Geoffrey Sampson


[LOGO]

The APRIL Parsing System

The need for parsing

Computers are machines for processing information. Information has to be exchanged and stored in some medium, and for human beings overwhelmingly the preferred medium is natural language — English, German, Chinese, ... In order to enable computers to handle information, up to now we have had to avoid the complexities of natural language and regiment the information into artificial, simple formats. But in the longer term that can hardly be the right approach. Computers are made for Man, not Man for the computer: they need to adapt to communicate in the way that we can conveniently deal with, not the other way round. Ultimately the goal must be computing systems that can cope with written and spoken English and other languages as readily as we do ourselves.

Possibly the difference between machines and people means that that goal will never be wholly attainable. But since about the 1980s we have been in the business of finding out how far we can move in that direction.

Almost all practical natural-language computing applications turn out to depend crucially on automatic parsing: that is, on enabling the machine to work out the grammatical structures underlying linear sequences of words. For some applications, for instance machine translation between natural languages, or intelligent front-ends to databases which allow users to extract information from computer systems via questions couched in their ordinary everyday language, it is easy to see that parsing is needed to establish the logic and sense of a source-language text or a user’s question, in order to allow the machine to synthesize an equivalent target-language translation or decide what items of information constitute an answer to the question.

But parsing is needed also for applications where at first blush it might seem irrelevant. For instance, automatic announcement systems, which convert texts in written form into synthesized speech played through a workstation speaker or over a public-address system, can get the vowel and consonant sounds right by looking successive words up in an electronic pronouncing dictionary; but they cannot produce appropriate patterns of pitch and loudness variation (intonation) except by analysing the grammar of input texts — and Dalek-like synthetic speech lacking appropriate intonation patterns is really impossible for human hearers to tolerate for more than a short while. The writer K.K. Obermeier has described parsing as “The central problem” in nearly all natural-language processing applications.

Deterministic and probabilistic approaches

Until fairly recently, almost all work on automatic parsing has treated the task as essentially similar to “compiling” programs in a formal computer language. Parsing was based on rules defining “all and only” the valid grammatical structures in a language; faced with a particular input string, the task was to find the structural analysis by virtue of which it is a valid string.

• **Supplied information**:
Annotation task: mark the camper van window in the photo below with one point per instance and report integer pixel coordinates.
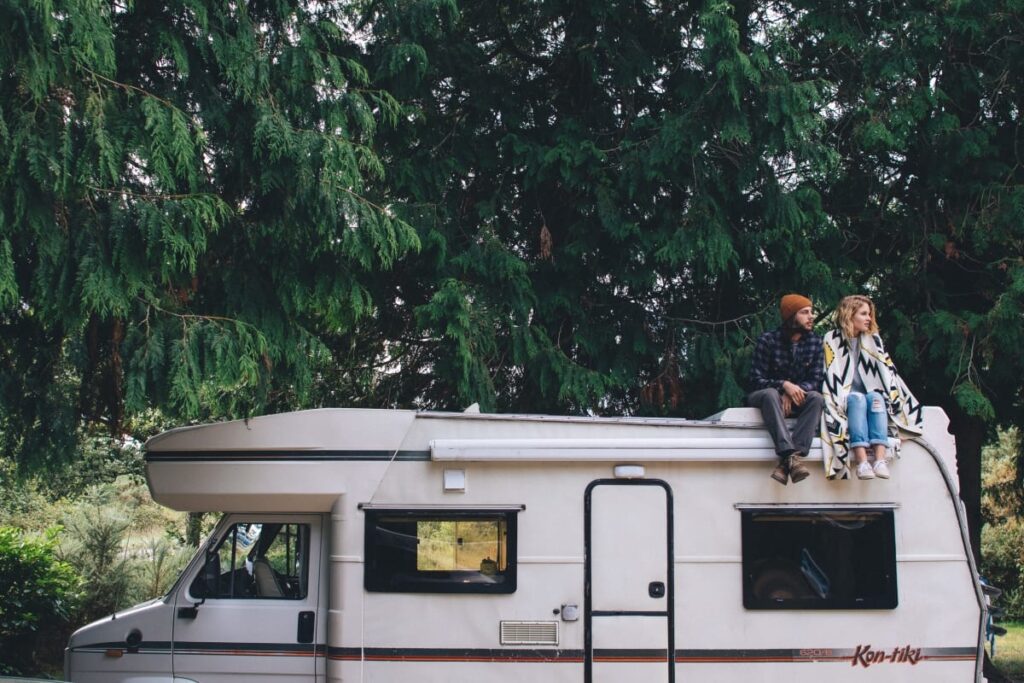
(418, 551)
(256, 560)
(818, 559)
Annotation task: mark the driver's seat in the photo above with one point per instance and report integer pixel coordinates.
(266, 581)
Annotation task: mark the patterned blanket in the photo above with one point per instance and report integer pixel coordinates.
(879, 374)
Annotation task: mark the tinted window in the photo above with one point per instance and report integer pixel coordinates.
(414, 551)
(257, 560)
(818, 559)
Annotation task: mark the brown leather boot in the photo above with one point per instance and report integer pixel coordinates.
(798, 471)
(781, 471)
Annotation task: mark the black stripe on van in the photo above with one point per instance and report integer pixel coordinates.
(776, 655)
(289, 456)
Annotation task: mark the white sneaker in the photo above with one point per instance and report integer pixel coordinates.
(881, 469)
(864, 471)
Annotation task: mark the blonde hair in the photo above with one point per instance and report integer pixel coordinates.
(846, 309)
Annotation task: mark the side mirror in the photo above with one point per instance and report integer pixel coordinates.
(210, 574)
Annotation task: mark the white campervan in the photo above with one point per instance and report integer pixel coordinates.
(397, 546)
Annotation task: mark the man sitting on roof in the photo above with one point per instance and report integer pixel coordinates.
(785, 380)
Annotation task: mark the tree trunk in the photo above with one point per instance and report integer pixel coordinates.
(970, 432)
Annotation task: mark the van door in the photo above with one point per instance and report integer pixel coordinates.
(249, 608)
(629, 589)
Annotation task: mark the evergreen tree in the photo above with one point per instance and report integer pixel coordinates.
(188, 196)
(925, 114)
(592, 182)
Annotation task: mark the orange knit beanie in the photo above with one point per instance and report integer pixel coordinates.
(791, 303)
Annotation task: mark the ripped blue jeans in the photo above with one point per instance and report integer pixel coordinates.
(868, 420)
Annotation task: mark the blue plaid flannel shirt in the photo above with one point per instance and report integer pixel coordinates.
(776, 360)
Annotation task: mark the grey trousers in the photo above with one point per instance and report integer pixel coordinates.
(769, 401)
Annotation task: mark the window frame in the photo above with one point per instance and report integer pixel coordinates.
(377, 579)
(229, 532)
(887, 557)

• **Set tasks**:
A) According to the page on the APRIL parsing system, what did the writer K.K. Obermeier call parsing?
B) Put the rows from the line containing "Annotation task: mark the black" through the end of the rows into a two-column CSV with the columns instruction and points. Make one line per instruction, and quote each field, with line breaks replaced by spaces.

• **Task-by-task answers**:
A) "The central problem" in nearly all natural-language processing applications.

B)
instruction,points
"Annotation task: mark the black stripe on van in the photo above with one point per instance and report integer pixel coordinates.","(776, 655) (289, 456)"
"Annotation task: mark the white sneaker in the photo above with one point per instance and report integer pixel coordinates.","(881, 469) (864, 471)"
"Annotation task: mark the blonde hair in the photo above with one point per instance and report integer pixel coordinates.","(846, 309)"
"Annotation task: mark the side mirror in the photo above with one point per instance and report integer pixel coordinates.","(210, 574)"
"Annotation task: mark the white campervan in the photo above with one point per instance and report integer pixel coordinates.","(397, 546)"
"Annotation task: mark the man sitting on roof in the photo above with one point per instance and report integer pixel coordinates.","(785, 380)"
"Annotation task: mark the tree trunk in the photo above with one point per instance and report integer pixel coordinates.","(970, 432)"
"Annotation task: mark the van door in the photo above with one point per instance and report integer pixel coordinates.","(249, 608) (629, 589)"
"Annotation task: mark the evergreen tree in the photo above with one point per instance and report integer pixel coordinates.","(188, 196) (925, 114) (592, 182)"
"Annotation task: mark the orange knit beanie in the photo above with one point per instance and report integer pixel coordinates.","(791, 303)"
"Annotation task: mark the ripped blue jeans in the photo above with one point per instance and report integer pixel coordinates.","(868, 420)"
"Annotation task: mark the blue plaid flannel shirt in the photo above with one point per instance and report integer pixel coordinates.","(776, 360)"
"Annotation task: mark the grey trousers in the photo above with one point per instance and report integer pixel coordinates.","(769, 401)"
"Annotation task: mark the window frame in the photo above with one point per instance and report integer pixel coordinates.","(377, 579) (229, 532) (887, 557)"